# Start of Excerpted data

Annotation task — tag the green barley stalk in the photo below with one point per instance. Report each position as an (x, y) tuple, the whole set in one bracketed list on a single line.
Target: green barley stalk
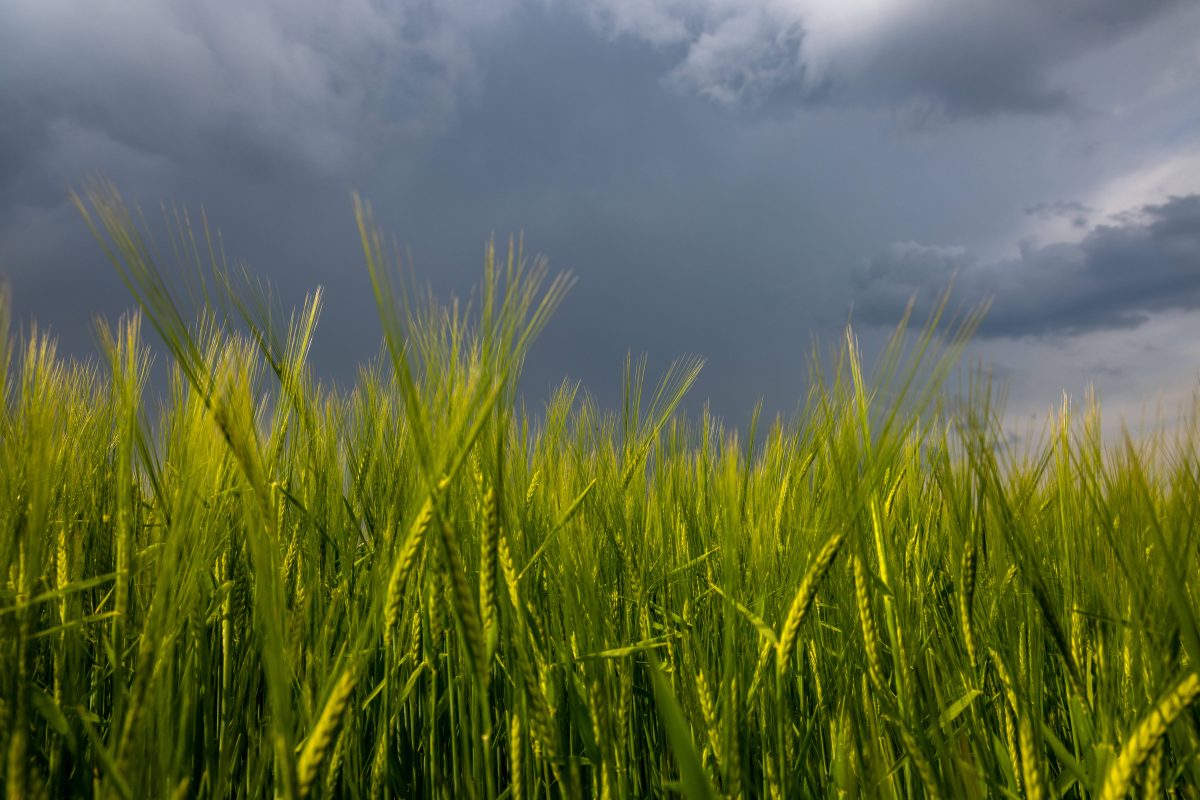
[(1146, 737), (804, 596)]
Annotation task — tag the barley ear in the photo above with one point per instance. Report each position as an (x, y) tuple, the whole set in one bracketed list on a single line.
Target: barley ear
[(804, 596), (324, 731), (1146, 737), (489, 611)]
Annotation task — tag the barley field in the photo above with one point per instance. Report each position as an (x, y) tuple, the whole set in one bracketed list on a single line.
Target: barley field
[(255, 584)]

# End of Excerpted data

Exercise instructions:
Could you write out all of the records above again, substituting "Labeling task" for every "Annotation task" and changing nothing else? Leave the pictures out.

Task solution:
Labeling task — tag the green barley stalk in the photo below with one point per instance. Report each position as an (x, y) tuple, the whole set in one bracketed list on a single line.
Target: green barley stalk
[(1146, 737), (804, 596)]
Labeling task — tag the barley ear in the photo above with one point per instance. Report each position as an (x, y) tuple, the whole set in one bracketed list on a single line.
Target: barley ear
[(804, 596), (324, 731), (1146, 737), (489, 611)]
Labeling task — tag the barley field in the photo above with one point per instance. Report each position as an (x, y) tuple, the whole set in one bracketed list on a single line.
Target: barley field
[(255, 584)]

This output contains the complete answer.